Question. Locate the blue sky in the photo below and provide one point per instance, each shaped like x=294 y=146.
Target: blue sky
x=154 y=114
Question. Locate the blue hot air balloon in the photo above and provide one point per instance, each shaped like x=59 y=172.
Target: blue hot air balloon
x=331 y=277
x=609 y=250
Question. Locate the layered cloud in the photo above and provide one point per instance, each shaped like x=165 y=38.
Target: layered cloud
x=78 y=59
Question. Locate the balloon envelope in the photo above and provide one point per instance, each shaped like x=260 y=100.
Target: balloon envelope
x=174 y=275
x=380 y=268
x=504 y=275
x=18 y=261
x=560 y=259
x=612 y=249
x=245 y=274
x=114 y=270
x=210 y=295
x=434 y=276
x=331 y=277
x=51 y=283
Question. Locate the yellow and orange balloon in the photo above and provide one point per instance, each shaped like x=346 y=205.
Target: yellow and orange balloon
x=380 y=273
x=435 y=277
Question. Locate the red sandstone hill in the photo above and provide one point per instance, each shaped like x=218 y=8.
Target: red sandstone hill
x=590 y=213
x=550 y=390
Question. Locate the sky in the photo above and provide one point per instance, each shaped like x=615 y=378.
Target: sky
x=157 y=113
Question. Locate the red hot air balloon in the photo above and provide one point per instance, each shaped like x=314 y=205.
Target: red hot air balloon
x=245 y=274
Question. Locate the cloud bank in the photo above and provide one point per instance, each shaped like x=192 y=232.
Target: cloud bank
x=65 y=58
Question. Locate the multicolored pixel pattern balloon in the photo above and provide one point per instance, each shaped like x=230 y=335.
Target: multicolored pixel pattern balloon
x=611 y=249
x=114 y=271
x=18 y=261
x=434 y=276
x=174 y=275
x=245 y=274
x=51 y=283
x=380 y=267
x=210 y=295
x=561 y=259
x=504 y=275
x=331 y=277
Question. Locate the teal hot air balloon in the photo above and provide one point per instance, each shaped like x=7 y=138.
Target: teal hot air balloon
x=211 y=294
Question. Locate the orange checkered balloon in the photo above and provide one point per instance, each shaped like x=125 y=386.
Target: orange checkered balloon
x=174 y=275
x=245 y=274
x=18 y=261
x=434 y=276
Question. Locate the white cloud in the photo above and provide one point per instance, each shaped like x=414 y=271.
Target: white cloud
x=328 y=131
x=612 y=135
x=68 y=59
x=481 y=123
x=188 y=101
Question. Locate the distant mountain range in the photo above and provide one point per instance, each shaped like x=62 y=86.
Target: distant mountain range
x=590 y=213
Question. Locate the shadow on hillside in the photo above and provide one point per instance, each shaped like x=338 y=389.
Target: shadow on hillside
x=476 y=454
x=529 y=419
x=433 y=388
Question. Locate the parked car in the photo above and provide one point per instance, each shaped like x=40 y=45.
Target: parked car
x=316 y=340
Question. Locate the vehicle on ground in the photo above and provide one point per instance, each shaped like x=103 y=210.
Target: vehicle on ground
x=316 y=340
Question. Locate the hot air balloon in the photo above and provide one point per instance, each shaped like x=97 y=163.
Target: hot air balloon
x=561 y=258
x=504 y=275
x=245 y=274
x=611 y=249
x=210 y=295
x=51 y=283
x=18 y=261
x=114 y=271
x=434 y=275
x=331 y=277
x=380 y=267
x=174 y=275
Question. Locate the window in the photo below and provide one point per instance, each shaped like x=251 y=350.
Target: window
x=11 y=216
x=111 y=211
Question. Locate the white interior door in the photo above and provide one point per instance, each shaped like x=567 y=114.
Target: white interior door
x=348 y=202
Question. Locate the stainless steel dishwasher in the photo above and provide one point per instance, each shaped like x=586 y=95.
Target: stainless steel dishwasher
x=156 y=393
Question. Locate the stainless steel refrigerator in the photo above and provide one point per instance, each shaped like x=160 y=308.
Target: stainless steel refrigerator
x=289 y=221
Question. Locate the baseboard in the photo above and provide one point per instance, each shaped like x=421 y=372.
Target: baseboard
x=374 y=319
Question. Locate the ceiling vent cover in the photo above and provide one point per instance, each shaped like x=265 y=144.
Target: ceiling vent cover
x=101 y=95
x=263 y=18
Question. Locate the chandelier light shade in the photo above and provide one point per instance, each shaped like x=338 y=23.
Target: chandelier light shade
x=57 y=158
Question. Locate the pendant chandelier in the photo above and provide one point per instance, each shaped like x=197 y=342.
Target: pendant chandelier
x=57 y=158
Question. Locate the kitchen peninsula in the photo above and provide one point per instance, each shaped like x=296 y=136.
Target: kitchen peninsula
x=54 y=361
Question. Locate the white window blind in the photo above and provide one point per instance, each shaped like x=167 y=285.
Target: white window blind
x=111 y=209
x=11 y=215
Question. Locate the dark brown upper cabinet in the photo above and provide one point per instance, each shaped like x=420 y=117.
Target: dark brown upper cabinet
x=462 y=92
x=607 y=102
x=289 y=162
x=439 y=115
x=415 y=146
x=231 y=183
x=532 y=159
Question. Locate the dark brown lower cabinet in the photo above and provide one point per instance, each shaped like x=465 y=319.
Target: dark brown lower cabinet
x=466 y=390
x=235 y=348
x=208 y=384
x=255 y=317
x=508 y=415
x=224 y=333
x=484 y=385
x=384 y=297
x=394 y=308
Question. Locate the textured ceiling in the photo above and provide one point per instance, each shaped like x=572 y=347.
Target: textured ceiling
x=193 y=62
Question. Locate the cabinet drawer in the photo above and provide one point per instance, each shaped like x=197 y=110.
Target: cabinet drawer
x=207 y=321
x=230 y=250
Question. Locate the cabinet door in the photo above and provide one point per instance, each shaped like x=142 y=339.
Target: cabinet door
-- -- --
- Exercise: Reproduce verbatim every line of the records from the line containing "Question. Locate the dark brown lower" through the final line of the records, including both ends.

- Worked answer:
Question. Locate the dark brown lower cabinet in the photo above and provide one point per instance, each shaped like x=465 y=319.
Target: dark brown lower cabinet
x=466 y=390
x=235 y=348
x=208 y=384
x=255 y=317
x=508 y=415
x=224 y=333
x=484 y=385
x=384 y=297
x=394 y=308
Question. Locate the textured ceiling in the photo above and provide one point per instance, each shaped like x=572 y=347.
Target: textured ceiling
x=193 y=62
Question. Locate the cabinet drawer in the photo above and provide one point per instance, each shaped like x=197 y=110.
Target: cabinet drawer
x=207 y=321
x=230 y=250
Question. Locate the cabinet door in the photo above and provide one point per instance, each shaped like x=142 y=339.
Target: cabinet door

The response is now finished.